What the exercise asks: Only the lines from the one with "the black work" onward are wanted, through the last line of the entries, set down exactly.

<<<<

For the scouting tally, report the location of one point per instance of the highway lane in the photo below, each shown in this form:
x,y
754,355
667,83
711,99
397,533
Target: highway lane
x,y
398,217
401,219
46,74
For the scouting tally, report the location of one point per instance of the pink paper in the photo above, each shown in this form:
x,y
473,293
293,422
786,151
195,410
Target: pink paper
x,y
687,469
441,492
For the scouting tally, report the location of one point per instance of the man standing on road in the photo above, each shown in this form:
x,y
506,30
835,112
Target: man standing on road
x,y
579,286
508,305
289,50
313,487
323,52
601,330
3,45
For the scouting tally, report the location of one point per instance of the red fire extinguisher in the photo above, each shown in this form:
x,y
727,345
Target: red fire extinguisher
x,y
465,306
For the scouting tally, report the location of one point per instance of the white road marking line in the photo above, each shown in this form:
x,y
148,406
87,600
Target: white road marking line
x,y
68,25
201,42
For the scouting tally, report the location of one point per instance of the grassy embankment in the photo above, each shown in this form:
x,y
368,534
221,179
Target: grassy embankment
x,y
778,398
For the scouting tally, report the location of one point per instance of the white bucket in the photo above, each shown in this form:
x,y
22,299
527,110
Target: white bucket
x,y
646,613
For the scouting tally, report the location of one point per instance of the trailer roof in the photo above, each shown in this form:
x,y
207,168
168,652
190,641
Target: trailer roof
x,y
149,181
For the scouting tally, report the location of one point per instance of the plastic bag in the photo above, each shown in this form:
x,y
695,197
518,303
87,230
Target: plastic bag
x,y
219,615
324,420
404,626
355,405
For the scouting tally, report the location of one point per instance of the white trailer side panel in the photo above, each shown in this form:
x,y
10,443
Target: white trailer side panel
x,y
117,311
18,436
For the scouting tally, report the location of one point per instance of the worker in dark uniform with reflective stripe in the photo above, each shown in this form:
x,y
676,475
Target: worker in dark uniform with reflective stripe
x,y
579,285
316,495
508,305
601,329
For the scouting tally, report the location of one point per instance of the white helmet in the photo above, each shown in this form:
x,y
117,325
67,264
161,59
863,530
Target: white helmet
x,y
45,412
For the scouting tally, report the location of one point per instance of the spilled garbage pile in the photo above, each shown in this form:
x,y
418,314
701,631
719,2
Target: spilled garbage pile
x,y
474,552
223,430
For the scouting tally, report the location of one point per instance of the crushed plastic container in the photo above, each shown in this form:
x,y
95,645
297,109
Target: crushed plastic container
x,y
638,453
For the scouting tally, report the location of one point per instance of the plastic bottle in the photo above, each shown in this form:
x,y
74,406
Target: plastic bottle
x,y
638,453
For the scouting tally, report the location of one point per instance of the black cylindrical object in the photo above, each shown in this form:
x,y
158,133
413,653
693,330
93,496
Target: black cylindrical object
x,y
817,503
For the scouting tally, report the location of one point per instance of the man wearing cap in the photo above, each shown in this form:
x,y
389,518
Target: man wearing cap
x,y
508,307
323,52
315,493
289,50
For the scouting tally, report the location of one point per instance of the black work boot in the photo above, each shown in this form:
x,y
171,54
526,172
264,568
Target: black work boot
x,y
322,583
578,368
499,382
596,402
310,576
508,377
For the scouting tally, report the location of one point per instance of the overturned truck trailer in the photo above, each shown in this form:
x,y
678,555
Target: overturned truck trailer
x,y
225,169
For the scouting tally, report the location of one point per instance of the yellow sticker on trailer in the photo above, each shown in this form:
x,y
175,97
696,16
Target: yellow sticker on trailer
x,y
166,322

>>>>

Solved exercise:
For the scouting tally, report the location of one point per instance of the black work boot in the photo above, each shown in this form:
x,y
171,54
526,172
264,568
Target: black work boot
x,y
322,583
578,368
499,382
596,402
310,576
508,377
For the scouting tally, report the location of one point per instance of the overturned truck trailer in the photo above, each shown in this form:
x,y
678,555
Target: overturned truck trailer
x,y
225,169
For the scouting tally, report the location of one point per instance of the yellow sticker on trailer in the photo above, each shown in this form:
x,y
175,97
696,16
Target: yellow sticker on trailer
x,y
166,322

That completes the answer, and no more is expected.